(Stored data)
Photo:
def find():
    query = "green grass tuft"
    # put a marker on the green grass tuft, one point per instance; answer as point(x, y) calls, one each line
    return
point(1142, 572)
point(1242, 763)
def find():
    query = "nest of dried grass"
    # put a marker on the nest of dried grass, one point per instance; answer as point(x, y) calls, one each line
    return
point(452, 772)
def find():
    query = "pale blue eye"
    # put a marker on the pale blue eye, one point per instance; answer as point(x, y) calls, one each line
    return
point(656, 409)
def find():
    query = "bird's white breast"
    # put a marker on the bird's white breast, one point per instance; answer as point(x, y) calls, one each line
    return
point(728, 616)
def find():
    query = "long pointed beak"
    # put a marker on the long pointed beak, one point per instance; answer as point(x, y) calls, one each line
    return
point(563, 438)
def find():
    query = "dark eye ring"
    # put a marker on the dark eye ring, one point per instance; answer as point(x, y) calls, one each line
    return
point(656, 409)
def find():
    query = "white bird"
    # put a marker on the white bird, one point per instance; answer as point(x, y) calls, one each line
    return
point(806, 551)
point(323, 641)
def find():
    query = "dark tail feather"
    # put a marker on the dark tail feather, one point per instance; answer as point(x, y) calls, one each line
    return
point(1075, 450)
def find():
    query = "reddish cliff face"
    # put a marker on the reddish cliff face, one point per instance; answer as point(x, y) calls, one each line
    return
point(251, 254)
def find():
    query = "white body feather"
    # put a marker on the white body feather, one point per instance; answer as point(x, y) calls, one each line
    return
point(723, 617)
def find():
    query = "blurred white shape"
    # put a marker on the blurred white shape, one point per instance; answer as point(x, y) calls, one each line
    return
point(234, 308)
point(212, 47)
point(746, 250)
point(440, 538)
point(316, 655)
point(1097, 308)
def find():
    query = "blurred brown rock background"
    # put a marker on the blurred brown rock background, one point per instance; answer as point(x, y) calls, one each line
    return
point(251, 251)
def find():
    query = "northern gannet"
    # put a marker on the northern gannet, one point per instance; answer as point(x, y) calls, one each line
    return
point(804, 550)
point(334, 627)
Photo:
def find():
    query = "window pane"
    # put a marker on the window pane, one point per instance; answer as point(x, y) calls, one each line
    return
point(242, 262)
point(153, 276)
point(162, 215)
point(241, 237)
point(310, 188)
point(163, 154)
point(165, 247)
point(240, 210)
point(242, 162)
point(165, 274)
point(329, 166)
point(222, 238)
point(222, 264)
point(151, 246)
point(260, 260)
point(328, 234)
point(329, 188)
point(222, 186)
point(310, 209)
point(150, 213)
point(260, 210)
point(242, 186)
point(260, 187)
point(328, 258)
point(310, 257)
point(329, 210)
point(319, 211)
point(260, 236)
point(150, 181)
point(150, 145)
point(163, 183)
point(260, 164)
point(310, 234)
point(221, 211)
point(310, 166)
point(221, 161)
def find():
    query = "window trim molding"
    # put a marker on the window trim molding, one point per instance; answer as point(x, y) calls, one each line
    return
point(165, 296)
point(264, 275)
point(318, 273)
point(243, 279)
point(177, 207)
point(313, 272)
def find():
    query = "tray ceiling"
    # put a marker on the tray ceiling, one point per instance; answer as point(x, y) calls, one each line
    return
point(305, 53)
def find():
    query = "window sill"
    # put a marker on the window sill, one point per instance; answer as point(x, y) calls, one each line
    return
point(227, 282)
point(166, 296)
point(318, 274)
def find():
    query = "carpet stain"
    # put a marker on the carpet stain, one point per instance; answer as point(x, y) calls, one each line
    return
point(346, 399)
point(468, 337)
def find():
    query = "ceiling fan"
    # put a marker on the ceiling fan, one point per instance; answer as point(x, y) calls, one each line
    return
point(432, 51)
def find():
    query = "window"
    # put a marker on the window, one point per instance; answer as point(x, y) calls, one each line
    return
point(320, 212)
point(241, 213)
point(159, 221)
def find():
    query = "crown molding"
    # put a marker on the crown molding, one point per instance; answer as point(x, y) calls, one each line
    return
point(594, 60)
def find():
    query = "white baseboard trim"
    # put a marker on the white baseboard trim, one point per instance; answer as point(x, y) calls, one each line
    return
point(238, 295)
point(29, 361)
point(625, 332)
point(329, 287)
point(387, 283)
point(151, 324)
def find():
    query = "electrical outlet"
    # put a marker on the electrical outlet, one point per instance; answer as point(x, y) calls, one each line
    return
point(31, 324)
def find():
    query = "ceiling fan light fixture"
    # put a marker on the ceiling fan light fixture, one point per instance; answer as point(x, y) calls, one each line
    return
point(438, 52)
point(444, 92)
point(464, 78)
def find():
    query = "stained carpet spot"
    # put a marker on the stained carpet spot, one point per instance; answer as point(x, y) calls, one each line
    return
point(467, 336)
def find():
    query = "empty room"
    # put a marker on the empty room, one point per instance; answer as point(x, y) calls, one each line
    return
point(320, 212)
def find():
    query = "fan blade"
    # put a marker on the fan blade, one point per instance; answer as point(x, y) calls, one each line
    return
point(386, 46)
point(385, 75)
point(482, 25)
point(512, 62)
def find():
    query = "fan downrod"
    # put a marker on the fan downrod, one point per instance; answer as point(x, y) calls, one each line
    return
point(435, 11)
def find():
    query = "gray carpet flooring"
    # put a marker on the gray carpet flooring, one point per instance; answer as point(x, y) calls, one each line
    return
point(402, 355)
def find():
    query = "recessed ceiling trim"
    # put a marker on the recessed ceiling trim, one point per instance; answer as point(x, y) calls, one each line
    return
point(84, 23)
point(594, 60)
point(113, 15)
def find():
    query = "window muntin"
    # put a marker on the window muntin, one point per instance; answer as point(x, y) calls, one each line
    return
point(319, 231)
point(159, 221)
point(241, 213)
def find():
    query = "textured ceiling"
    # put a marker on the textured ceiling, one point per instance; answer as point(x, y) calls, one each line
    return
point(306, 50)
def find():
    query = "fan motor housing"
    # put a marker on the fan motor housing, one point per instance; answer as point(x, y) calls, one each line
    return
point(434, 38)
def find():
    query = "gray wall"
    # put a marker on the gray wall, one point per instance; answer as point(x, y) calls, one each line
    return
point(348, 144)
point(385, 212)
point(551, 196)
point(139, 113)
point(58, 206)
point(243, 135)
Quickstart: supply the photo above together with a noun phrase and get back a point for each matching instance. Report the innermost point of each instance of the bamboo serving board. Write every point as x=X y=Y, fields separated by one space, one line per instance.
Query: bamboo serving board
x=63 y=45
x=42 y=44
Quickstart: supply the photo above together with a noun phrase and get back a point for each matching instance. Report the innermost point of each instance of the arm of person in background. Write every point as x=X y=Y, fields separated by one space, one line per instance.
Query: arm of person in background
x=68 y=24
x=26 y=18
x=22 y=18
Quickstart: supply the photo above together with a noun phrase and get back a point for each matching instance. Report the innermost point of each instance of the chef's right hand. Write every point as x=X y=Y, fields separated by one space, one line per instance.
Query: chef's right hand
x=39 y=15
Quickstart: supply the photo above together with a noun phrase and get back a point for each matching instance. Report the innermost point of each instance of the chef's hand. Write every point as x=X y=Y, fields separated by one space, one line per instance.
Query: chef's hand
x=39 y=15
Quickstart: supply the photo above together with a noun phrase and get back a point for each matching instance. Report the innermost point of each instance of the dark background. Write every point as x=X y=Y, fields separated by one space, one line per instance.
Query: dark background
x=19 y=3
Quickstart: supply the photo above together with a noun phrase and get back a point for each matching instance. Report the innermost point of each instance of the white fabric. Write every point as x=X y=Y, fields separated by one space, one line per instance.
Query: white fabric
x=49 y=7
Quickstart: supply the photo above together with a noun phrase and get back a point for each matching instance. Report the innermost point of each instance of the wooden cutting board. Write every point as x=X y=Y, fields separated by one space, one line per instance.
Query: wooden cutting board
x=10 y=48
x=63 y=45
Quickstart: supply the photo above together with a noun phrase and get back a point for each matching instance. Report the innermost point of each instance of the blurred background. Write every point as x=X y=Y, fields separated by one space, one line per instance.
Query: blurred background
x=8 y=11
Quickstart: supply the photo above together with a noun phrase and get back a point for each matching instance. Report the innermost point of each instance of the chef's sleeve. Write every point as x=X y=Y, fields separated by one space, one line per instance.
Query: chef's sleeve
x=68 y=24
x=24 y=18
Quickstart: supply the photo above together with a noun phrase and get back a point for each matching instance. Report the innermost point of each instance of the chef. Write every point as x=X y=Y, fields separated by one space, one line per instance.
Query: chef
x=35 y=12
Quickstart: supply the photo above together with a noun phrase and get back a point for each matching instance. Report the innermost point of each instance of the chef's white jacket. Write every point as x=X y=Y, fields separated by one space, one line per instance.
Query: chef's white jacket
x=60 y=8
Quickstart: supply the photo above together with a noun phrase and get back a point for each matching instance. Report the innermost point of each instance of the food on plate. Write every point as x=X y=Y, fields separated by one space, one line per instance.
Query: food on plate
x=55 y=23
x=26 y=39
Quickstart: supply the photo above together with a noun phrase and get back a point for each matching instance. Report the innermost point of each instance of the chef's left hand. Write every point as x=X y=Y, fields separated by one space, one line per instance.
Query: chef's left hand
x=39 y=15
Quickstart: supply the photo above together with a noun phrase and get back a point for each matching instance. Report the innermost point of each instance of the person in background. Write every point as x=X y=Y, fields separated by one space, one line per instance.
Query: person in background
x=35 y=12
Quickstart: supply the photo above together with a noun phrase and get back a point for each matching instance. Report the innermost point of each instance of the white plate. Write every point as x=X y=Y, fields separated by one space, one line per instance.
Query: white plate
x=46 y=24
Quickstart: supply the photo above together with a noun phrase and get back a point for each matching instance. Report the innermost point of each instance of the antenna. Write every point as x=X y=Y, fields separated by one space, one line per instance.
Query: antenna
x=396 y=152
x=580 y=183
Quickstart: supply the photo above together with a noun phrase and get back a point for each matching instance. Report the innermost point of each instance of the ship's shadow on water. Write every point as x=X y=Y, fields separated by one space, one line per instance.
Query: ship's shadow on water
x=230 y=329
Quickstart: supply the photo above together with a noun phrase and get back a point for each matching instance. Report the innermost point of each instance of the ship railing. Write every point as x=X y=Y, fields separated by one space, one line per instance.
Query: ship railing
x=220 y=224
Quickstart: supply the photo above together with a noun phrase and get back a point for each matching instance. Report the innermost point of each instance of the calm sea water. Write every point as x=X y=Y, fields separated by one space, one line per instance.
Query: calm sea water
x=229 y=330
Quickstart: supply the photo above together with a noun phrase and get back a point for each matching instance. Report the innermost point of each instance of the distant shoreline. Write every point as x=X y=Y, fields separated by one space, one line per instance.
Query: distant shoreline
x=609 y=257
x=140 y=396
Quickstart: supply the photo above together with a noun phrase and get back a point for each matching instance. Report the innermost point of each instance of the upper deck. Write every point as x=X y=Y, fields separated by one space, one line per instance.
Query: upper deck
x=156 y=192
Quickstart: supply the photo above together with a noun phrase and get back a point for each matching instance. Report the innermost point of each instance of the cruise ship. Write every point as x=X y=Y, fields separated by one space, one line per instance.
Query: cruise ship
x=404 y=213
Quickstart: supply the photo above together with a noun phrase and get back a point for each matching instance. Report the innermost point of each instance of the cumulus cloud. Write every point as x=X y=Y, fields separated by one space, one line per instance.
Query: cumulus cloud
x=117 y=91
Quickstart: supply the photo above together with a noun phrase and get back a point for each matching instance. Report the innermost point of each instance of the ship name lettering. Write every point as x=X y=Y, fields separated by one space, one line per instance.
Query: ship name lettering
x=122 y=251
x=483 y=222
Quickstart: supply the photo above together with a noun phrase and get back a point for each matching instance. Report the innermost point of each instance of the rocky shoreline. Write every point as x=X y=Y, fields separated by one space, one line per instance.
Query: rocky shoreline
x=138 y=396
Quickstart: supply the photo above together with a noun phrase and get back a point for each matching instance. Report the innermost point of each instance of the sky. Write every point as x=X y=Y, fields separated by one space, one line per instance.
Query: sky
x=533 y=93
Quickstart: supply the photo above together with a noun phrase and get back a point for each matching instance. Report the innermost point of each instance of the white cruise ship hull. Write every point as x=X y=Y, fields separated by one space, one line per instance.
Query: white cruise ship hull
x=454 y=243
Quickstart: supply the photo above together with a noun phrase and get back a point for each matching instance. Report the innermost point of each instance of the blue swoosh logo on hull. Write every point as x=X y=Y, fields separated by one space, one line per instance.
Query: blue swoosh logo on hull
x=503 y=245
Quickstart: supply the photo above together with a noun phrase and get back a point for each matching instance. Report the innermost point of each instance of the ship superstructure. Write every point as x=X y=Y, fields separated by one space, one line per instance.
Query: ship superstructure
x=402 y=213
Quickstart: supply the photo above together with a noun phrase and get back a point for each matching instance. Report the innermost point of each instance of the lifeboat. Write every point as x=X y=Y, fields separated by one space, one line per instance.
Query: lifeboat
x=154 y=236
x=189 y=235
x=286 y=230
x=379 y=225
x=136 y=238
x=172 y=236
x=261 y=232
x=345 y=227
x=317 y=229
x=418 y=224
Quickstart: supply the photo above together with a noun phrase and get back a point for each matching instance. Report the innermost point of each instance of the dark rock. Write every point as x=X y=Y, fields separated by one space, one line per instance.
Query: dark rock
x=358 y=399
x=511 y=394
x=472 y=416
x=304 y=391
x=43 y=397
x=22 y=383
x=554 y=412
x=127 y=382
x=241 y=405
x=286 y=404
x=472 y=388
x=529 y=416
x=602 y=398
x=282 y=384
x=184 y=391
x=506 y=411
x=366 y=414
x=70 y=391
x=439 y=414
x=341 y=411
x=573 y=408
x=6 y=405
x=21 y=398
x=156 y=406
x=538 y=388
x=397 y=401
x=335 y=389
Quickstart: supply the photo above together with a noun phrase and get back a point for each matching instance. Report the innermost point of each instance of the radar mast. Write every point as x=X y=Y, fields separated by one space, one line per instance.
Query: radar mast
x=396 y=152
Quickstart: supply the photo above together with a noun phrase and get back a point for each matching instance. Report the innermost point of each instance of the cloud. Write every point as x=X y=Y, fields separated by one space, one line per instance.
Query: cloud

▶ [Task details] Line count for "flooring": report how many lines in the data above include it, with no other words.

▶ [Response for this exercise] 2